# What to produce
Collect every line of the records below that contains the string "hearth", treating case as significant, and copy each line out in full.

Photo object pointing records
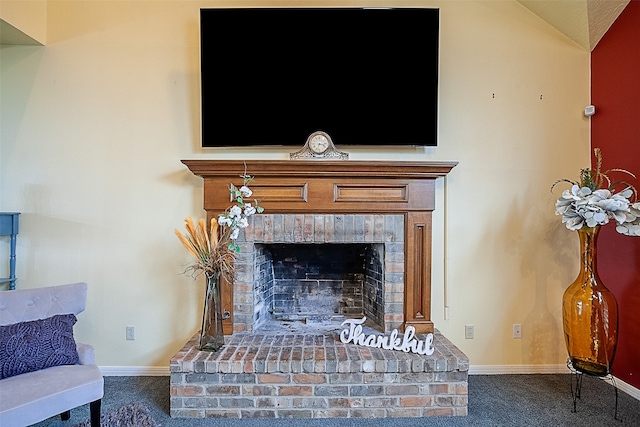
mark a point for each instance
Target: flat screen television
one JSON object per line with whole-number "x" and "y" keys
{"x": 273, "y": 76}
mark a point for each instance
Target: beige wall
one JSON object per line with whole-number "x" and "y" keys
{"x": 94, "y": 126}
{"x": 29, "y": 16}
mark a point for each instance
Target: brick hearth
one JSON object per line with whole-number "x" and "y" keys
{"x": 306, "y": 375}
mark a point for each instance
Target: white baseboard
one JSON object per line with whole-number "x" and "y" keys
{"x": 544, "y": 369}
{"x": 160, "y": 371}
{"x": 134, "y": 371}
{"x": 517, "y": 369}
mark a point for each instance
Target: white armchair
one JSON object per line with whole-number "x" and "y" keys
{"x": 40, "y": 375}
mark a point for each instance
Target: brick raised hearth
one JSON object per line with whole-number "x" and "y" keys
{"x": 316, "y": 376}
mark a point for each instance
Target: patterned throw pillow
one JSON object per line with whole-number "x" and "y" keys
{"x": 31, "y": 346}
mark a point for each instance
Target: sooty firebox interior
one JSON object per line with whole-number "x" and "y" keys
{"x": 319, "y": 283}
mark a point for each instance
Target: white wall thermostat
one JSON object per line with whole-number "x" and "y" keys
{"x": 589, "y": 110}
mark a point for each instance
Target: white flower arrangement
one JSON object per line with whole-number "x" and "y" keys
{"x": 215, "y": 248}
{"x": 588, "y": 204}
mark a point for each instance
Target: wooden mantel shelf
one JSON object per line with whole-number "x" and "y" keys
{"x": 345, "y": 186}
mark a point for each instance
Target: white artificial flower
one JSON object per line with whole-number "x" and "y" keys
{"x": 235, "y": 212}
{"x": 249, "y": 210}
{"x": 224, "y": 221}
{"x": 245, "y": 191}
{"x": 234, "y": 233}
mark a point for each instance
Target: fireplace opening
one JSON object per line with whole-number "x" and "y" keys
{"x": 318, "y": 285}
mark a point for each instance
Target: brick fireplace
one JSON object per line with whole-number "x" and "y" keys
{"x": 338, "y": 239}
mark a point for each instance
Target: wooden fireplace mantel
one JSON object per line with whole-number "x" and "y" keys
{"x": 345, "y": 186}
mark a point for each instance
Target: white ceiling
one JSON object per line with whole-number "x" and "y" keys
{"x": 583, "y": 21}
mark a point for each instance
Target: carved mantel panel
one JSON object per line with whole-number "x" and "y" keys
{"x": 322, "y": 186}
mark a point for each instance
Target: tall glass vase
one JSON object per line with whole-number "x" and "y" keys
{"x": 590, "y": 313}
{"x": 211, "y": 334}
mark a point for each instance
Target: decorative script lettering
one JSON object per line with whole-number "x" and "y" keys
{"x": 406, "y": 343}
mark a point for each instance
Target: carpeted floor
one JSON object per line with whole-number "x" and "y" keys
{"x": 494, "y": 400}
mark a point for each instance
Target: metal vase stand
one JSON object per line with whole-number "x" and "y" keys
{"x": 576, "y": 386}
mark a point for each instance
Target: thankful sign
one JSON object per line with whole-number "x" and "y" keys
{"x": 407, "y": 343}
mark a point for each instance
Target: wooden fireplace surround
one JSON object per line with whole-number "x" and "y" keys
{"x": 333, "y": 187}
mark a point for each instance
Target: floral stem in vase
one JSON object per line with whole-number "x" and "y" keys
{"x": 211, "y": 334}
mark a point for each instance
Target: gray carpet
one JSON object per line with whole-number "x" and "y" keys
{"x": 494, "y": 400}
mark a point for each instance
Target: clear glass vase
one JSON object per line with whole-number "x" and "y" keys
{"x": 590, "y": 313}
{"x": 211, "y": 334}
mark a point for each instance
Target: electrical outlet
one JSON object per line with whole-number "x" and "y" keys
{"x": 468, "y": 332}
{"x": 517, "y": 330}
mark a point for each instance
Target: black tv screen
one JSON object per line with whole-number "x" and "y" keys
{"x": 273, "y": 76}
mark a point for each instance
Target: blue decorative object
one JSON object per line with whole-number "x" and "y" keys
{"x": 9, "y": 227}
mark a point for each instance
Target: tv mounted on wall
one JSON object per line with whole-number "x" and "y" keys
{"x": 273, "y": 76}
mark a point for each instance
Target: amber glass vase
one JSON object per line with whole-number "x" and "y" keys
{"x": 211, "y": 334}
{"x": 590, "y": 313}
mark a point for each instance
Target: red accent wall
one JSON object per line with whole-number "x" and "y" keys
{"x": 615, "y": 129}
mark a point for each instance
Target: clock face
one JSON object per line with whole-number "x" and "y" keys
{"x": 319, "y": 144}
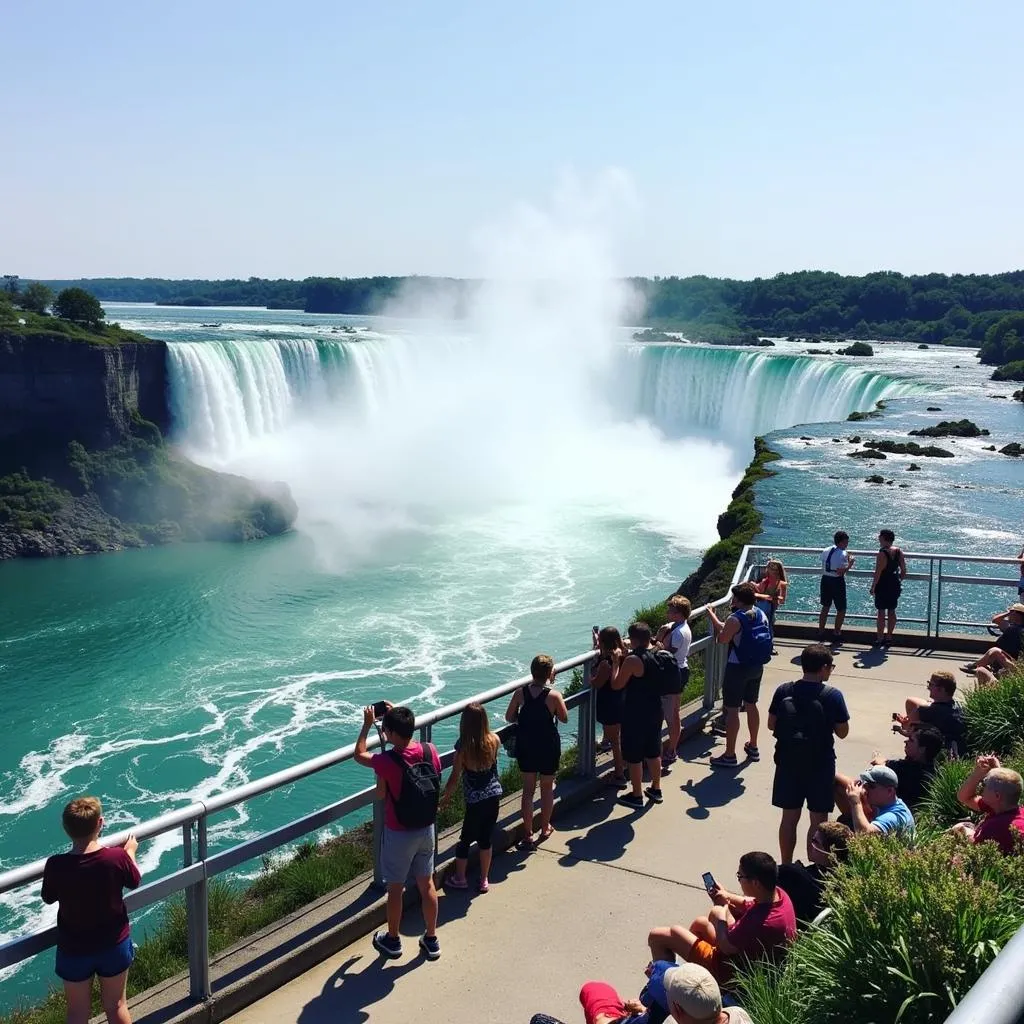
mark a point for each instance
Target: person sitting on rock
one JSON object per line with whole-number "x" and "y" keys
{"x": 1007, "y": 649}
{"x": 756, "y": 924}
{"x": 998, "y": 800}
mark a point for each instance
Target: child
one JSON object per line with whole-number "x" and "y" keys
{"x": 771, "y": 591}
{"x": 93, "y": 936}
{"x": 538, "y": 745}
{"x": 476, "y": 762}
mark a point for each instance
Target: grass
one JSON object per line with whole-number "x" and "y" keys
{"x": 960, "y": 902}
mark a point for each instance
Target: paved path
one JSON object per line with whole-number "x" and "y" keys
{"x": 581, "y": 906}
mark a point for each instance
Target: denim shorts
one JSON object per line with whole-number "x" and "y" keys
{"x": 407, "y": 852}
{"x": 108, "y": 963}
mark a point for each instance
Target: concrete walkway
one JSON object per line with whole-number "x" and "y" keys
{"x": 580, "y": 907}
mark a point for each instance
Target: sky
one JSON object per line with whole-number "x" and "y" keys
{"x": 249, "y": 137}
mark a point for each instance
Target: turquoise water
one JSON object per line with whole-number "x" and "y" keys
{"x": 466, "y": 500}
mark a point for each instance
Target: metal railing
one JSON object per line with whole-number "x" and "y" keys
{"x": 929, "y": 567}
{"x": 199, "y": 864}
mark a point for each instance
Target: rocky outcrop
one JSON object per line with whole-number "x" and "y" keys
{"x": 55, "y": 389}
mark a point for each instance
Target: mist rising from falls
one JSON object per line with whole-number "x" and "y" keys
{"x": 228, "y": 395}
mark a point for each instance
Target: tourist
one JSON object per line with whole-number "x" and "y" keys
{"x": 409, "y": 778}
{"x": 476, "y": 762}
{"x": 835, "y": 565}
{"x": 924, "y": 743}
{"x": 939, "y": 710}
{"x": 749, "y": 639}
{"x": 535, "y": 709}
{"x": 676, "y": 638}
{"x": 93, "y": 935}
{"x": 687, "y": 993}
{"x": 756, "y": 924}
{"x": 640, "y": 675}
{"x": 998, "y": 800}
{"x": 890, "y": 571}
{"x": 771, "y": 591}
{"x": 805, "y": 884}
{"x": 1004, "y": 653}
{"x": 873, "y": 806}
{"x": 609, "y": 699}
{"x": 805, "y": 717}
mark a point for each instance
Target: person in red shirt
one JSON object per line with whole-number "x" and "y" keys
{"x": 998, "y": 800}
{"x": 93, "y": 936}
{"x": 756, "y": 924}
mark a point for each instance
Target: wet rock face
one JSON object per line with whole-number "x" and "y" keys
{"x": 54, "y": 389}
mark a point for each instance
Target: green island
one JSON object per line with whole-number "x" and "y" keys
{"x": 100, "y": 476}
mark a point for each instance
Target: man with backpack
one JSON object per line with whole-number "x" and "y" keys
{"x": 805, "y": 717}
{"x": 749, "y": 636}
{"x": 646, "y": 675}
{"x": 409, "y": 778}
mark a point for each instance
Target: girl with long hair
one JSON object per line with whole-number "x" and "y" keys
{"x": 476, "y": 765}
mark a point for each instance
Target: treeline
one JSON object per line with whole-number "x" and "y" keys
{"x": 933, "y": 307}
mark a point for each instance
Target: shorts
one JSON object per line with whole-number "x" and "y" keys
{"x": 641, "y": 740}
{"x": 833, "y": 591}
{"x": 539, "y": 761}
{"x": 477, "y": 825}
{"x": 108, "y": 963}
{"x": 741, "y": 684}
{"x": 711, "y": 958}
{"x": 407, "y": 852}
{"x": 886, "y": 598}
{"x": 813, "y": 785}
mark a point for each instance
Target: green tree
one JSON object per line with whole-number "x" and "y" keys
{"x": 36, "y": 298}
{"x": 79, "y": 306}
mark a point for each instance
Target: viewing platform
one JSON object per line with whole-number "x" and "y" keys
{"x": 581, "y": 905}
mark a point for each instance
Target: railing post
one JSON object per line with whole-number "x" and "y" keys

# Output
Target: brick hearth
Target: brick raised hearth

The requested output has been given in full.